**** Source data

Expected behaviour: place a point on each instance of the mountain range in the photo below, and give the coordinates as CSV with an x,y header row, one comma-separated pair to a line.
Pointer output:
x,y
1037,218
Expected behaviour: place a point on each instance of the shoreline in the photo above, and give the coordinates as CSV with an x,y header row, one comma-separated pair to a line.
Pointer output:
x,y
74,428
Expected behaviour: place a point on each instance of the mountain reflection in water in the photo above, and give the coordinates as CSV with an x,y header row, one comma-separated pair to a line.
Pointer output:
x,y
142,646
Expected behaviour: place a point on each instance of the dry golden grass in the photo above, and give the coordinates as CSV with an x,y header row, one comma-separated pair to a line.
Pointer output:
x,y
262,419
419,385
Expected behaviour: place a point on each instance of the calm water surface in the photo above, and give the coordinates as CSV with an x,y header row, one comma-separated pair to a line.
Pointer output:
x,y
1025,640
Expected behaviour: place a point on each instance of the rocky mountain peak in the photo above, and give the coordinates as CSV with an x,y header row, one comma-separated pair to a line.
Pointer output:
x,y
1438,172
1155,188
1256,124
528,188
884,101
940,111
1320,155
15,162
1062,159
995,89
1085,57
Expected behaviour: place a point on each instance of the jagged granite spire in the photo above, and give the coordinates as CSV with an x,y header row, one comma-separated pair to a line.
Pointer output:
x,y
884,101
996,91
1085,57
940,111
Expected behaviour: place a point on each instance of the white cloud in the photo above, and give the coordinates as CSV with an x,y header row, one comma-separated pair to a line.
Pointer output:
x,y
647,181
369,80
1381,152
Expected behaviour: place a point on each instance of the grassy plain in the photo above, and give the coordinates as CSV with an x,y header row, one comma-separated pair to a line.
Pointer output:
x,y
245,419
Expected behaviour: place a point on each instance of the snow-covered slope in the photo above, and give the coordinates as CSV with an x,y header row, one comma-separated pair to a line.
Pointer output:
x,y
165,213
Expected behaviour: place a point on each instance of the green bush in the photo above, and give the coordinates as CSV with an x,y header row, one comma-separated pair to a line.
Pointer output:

********

-- What is needed --
Convert all of the material above into a Markdown table with the columns Row and Entry. Number each line, put its text beside the number, and leave out blank lines.

-- Complete response --
| Row | Entry |
|---|---|
| 1 | Expected behaviour: place a point on each instance of the mountain range in the photo below, and give the coordinates as CSV with an x,y header row, one comma-separated pair to a line. |
| 2 | Pointer output: |
| 3 | x,y |
| 4 | 1037,218 |
| 5 | Expected behaviour: place a point on each instance of the shoreline in the photo above, and give the coordinates as CSV with an x,y header row, one comma-separated pair to a line. |
| 6 | Pointer output: |
| 7 | x,y |
| 8 | 74,428 |
| 9 | Expected behaviour: place a point on each instance of the mountain reflection in water in the photo above, and give the coordinates as CSV with an x,y header row, one comma-separated pair to a line. |
| 10 | Pointer output: |
| 11 | x,y |
| 12 | 142,646 |
| 13 | Expected behaviour: place a point on each instance of the dry golden grass in the photo above, and give the coordinates as CSV with an x,y header row, one comma-separated pair to a line. |
| 14 | Pointer output: |
| 15 | x,y |
| 16 | 262,419 |
| 17 | 419,385 |
| 18 | Expected behaviour: place a point on each instance of the calm water surface in the photo above, and give the coordinates as CSV with an x,y header row, one comma-separated pair to a line. |
| 19 | Pointer output: |
| 20 | x,y |
| 21 | 1025,640 |
| 22 | Expected behaviour: place a point on each instance of the rocky mountain peak in the photo above, and give the coordinates as CSV with an x,y header row, one comma-separated pair to a line. |
| 23 | Pointer output: |
| 24 | x,y |
| 25 | 1438,172 |
| 26 | 1155,188 |
| 27 | 1256,124 |
| 28 | 528,188 |
| 29 | 884,101 |
| 30 | 940,111 |
| 31 | 1320,155 |
| 32 | 15,162 |
| 33 | 1062,159 |
| 34 | 995,89 |
| 35 | 1085,57 |
| 36 | Expected behaviour: place a point on each instance of the jagged granite spire in the photo above, and give the coordinates as CSV with an x,y header row, one comma-separated pair to a line. |
| 37 | Pointer output: |
| 38 | x,y |
| 39 | 884,101 |
| 40 | 996,91 |
| 41 | 1085,57 |
| 42 | 940,111 |
| 43 | Expected behaviour: place a point on each instance of the white cloud in the photo above, and give the coordinates as CSV with an x,y header row, one comma-separated pair to a line. |
| 44 | Pointer output: |
| 45 | x,y |
| 46 | 647,181 |
| 47 | 369,80 |
| 48 | 1381,152 |
| 49 | Expected behaviour: place a point on each instance of the grassy plain in the photo above, and give the coordinates as CSV with an x,y header row, one comma-separated pair to a line. |
| 50 | Pointer output: |
| 51 | x,y |
| 52 | 245,419 |
| 53 | Expected behaviour: place a point on each instance of the snow-covered slope in the photo above, and give the coordinates as CSV with an x,y header row, one comma-separated pair to a line. |
| 54 | Pointer output: |
| 55 | x,y |
| 56 | 165,213 |
| 57 | Expected behaviour: place a point on each instance of the green bush in the photo above, and give the coordinates as CSV with an x,y header row, one comma-separated pair to a line. |
| 58 | Pointer output: |